DATA FOR THIS EXERCISE:
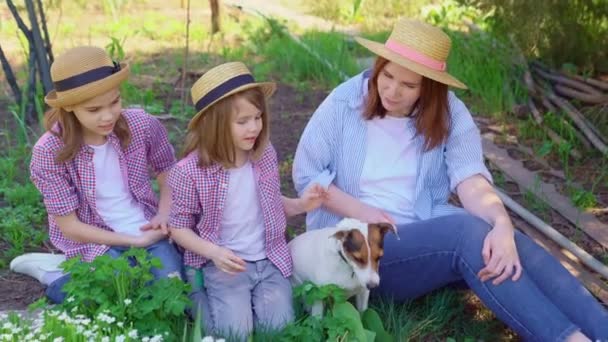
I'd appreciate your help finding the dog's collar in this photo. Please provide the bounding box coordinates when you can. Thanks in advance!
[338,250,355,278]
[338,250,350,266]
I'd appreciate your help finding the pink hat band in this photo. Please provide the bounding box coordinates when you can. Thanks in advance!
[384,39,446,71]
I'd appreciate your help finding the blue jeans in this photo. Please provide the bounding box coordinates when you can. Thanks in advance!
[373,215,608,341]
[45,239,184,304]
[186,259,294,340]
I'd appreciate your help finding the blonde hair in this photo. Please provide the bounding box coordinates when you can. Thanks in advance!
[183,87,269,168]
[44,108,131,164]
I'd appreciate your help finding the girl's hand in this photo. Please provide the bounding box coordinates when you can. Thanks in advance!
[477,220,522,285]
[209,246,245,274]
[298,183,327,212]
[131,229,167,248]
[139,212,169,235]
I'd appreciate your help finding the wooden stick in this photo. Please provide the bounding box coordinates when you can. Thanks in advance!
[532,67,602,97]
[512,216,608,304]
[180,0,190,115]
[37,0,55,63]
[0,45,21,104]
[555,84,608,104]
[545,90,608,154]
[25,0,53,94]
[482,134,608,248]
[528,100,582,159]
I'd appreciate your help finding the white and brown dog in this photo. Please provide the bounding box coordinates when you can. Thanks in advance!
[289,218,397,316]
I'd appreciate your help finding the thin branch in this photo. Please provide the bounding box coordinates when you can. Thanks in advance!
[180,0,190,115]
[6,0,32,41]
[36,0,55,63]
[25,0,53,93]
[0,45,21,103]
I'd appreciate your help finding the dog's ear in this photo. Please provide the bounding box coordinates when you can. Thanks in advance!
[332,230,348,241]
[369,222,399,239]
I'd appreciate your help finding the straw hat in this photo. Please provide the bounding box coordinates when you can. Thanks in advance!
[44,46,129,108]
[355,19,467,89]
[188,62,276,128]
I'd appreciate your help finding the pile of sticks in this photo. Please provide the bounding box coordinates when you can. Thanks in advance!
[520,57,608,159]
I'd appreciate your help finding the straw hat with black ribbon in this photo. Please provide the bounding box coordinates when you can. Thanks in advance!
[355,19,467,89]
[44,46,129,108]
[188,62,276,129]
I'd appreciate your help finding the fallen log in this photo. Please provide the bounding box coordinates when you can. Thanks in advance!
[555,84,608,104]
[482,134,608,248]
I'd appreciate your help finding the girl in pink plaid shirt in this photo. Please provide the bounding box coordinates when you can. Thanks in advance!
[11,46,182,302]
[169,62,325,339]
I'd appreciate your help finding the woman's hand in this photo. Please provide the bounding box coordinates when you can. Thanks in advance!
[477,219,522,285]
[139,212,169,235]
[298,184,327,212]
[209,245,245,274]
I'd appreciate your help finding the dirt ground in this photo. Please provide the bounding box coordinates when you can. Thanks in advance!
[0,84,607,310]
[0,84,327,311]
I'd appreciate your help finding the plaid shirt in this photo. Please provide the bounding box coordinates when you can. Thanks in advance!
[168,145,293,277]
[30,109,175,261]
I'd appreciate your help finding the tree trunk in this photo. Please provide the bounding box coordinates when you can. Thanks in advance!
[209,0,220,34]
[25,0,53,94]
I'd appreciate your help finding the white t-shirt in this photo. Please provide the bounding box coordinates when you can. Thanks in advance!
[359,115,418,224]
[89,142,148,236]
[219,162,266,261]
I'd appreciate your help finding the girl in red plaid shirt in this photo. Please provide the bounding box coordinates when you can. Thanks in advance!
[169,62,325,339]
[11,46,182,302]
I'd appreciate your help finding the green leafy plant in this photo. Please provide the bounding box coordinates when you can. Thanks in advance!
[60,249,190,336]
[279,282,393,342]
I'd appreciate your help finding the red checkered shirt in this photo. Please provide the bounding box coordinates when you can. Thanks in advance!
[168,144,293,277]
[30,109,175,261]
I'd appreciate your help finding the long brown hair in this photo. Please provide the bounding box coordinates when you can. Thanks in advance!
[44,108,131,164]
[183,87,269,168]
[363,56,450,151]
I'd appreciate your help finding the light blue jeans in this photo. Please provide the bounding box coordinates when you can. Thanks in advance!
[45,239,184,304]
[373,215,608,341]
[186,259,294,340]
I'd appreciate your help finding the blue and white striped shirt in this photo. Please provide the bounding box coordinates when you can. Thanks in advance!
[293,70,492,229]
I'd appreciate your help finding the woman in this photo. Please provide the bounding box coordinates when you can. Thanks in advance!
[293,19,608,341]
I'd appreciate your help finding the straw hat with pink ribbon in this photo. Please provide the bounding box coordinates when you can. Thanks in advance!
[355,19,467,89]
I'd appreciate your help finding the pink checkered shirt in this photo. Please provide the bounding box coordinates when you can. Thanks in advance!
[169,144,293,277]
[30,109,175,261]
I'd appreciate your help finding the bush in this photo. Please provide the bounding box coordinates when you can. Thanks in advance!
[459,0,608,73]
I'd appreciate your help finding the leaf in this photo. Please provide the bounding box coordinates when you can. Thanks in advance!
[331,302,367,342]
...
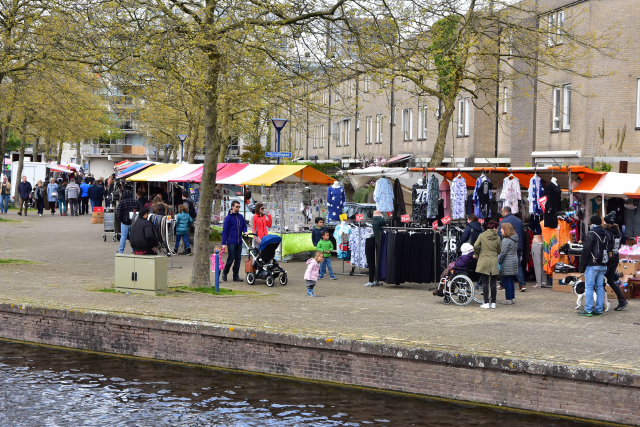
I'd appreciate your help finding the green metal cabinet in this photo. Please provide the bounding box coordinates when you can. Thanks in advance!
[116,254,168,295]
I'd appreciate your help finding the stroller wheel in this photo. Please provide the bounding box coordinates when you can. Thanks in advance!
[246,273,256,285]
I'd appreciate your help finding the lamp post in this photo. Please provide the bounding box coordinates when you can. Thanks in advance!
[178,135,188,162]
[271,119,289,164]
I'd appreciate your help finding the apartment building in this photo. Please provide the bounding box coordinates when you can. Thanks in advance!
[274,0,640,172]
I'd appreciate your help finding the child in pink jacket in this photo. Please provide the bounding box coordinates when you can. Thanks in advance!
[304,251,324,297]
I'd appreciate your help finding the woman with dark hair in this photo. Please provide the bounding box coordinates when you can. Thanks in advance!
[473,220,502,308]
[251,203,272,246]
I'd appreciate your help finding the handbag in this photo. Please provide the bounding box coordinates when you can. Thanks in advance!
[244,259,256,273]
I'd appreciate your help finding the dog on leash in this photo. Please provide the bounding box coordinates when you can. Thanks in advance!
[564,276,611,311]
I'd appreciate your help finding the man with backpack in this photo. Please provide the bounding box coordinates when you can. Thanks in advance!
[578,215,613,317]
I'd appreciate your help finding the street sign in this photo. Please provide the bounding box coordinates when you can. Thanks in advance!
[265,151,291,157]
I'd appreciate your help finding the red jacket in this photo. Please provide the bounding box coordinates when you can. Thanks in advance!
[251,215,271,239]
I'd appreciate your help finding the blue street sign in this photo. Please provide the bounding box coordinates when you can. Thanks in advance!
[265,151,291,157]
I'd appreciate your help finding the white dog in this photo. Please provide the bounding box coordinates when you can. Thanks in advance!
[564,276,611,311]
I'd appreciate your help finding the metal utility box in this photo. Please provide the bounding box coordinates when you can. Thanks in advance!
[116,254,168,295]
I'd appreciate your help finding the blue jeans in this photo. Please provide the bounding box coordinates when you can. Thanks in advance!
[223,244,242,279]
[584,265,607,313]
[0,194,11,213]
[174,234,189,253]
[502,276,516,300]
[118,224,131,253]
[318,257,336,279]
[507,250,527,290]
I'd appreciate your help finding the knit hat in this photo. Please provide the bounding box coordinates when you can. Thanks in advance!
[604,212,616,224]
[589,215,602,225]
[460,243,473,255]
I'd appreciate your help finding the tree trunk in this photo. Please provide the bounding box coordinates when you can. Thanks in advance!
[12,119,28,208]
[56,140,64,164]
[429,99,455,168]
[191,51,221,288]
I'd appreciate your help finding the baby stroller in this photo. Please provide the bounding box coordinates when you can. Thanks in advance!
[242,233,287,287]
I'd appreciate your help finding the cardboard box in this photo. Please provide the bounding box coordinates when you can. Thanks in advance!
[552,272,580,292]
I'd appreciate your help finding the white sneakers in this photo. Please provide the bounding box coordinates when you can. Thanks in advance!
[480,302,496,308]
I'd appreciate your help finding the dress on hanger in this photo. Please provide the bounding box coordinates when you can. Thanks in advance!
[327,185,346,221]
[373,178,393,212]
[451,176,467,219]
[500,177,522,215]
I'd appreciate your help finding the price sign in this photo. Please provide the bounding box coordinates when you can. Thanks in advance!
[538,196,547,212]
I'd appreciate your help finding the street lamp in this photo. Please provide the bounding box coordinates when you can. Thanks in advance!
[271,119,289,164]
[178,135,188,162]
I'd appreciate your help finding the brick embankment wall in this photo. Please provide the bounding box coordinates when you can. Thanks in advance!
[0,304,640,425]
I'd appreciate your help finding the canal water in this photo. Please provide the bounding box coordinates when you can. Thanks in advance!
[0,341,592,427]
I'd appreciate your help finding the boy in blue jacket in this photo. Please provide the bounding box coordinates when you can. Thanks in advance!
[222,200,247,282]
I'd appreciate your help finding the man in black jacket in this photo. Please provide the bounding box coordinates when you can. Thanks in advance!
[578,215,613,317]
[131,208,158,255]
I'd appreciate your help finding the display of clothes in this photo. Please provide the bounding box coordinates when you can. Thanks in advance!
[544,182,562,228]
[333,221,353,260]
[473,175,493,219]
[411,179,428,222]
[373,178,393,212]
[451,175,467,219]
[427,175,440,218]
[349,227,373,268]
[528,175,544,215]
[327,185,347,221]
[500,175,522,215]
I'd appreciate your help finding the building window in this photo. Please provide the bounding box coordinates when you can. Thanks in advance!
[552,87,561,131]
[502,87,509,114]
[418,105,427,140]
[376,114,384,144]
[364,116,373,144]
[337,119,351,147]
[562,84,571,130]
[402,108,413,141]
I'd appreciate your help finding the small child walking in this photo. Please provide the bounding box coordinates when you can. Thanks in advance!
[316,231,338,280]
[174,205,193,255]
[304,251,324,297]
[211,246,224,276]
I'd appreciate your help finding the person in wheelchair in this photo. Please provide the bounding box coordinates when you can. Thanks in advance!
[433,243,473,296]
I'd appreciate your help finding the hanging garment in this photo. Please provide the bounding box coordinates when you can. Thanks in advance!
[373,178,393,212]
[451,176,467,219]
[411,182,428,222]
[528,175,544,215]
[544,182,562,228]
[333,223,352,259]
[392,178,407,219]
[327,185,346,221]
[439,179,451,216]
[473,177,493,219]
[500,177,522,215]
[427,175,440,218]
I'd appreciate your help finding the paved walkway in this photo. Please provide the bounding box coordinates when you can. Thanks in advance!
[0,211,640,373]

GOAL: Convert the material from the line containing "I'd appreciate your help finding the hanging" up to and including the line containing "[0,211,640,373]" into a Markdown table with two columns: Row, which numbers each line, and Material line, which holds the line itself. Omit any blank lines.

FULL ANSWER:
| Row | Material line |
|---|---|
| 1 | I'd appreciate your help finding the hanging garment in this photo. Please provide the bounding box coordinates when you can. Thanks in advance! |
| 2 | [373,178,393,212] |
| 3 | [451,176,467,219] |
| 4 | [411,182,428,222] |
| 5 | [528,175,544,215] |
| 6 | [544,182,562,228] |
| 7 | [333,223,352,259] |
| 8 | [392,178,407,219] |
| 9 | [327,185,346,221] |
| 10 | [439,179,451,216] |
| 11 | [473,177,493,219] |
| 12 | [500,177,522,215] |
| 13 | [427,175,440,218] |
| 14 | I'd appreciate your help finding the paved walkway in this photo. Please provide the bounding box coordinates when you can. Thanks in advance! |
| 15 | [0,211,640,373] |